Stated task 1:
Read the passage on item counts and priors, then decide whether each statement below agrees with it. Answer yes or no for each, and quote the text's deciding words.
(a) The passage recommends raising the number of test-takers to about 100.
(b) According to the passage, the latent dimension xi is observed.
(c) The data set described has four observed variables.

Supplied passage:

The advice to use a cauchy distribution for scales comes from this paper. I think the Stan team has moved to advising priors with less probability mass in the tails such as normal or t(3). More up-to-date advice on priors is given in the wiki.

#10

I suspect the main problem is caused by the small number of items (K=3). I think you would have much better results if you increased the number of items to 10 or more. Since the latent dimension along which the item-parameters are scaled (xi) is unobserved, there needs to be a sufficient number of items (and test-takers) to define this scale. I would also recommend increasing N (the number of test-takers) to about 100. If you get better results, then you can decrease the numbers of items and test-takers in subsequent runs to see where the model identification starts to break down. Probably around 5-6 items and 30 test-takers based on my experience.

#11

Thanks @segalldo!

Yes, I see in one simulated data set that it works better for K=4. Mathematically they said in the literature that K should be at least 3, and unfortunately my data set has only K=3 observed variables.

Stated task 2: Format everything in the listing, from the line containing "Would you mind pointing out the herd" down through the end of the listing, as a JSON list of strings with one string per line and blank lines left out.

Dataset extract:
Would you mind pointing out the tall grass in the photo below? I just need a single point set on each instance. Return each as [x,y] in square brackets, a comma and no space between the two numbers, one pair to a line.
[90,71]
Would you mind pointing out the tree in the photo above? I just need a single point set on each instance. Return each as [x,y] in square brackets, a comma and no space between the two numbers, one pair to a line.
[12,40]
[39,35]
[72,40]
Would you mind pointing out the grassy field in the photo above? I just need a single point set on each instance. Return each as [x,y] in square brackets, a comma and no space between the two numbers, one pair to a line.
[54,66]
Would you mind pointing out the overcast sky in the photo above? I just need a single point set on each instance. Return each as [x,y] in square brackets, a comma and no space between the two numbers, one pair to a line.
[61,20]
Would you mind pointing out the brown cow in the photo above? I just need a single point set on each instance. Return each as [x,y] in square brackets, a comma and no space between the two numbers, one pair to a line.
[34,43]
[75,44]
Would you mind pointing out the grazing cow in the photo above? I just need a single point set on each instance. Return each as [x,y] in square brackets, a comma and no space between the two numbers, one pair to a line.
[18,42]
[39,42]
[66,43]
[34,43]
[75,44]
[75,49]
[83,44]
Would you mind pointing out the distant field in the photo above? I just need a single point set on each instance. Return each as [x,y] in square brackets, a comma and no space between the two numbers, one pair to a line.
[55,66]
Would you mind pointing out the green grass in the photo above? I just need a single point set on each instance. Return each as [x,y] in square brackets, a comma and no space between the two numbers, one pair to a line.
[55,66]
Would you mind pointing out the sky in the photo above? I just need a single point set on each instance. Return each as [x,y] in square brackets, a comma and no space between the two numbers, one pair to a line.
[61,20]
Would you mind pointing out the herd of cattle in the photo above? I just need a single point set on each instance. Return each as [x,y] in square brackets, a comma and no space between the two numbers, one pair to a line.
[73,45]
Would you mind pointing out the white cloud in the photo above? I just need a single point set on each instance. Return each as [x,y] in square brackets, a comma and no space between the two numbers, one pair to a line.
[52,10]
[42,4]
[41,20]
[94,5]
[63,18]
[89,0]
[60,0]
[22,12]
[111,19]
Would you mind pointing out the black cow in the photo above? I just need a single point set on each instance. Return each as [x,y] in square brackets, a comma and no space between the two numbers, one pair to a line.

Written solution 1:
(a) Yes: "I would also recommend increasing N (the number of test-takers) to about 100."
(b) No: "Since the latent dimension along which the item-parameters are scaled (xi) is unobserved"
(c) No: "unfortunately my data set has only K=3 observed variables."

Written solution 2:
[
  "Would you mind pointing out the herd of cattle in the photo above? I just need a single point set on each instance. Return each as [x,y] in square brackets, a comma and no space between the two numbers, one pair to a line.",
  "[73,45]",
  "Would you mind pointing out the white cloud in the photo above? I just need a single point set on each instance. Return each as [x,y] in square brackets, a comma and no space between the two numbers, one pair to a line.",
  "[52,10]",
  "[42,4]",
  "[41,20]",
  "[94,5]",
  "[63,18]",
  "[89,0]",
  "[60,0]",
  "[22,12]",
  "[111,19]",
  "Would you mind pointing out the black cow in the photo above? I just need a single point set on each instance. Return each as [x,y] in square brackets, a comma and no space between the two numbers, one pair to a line."
]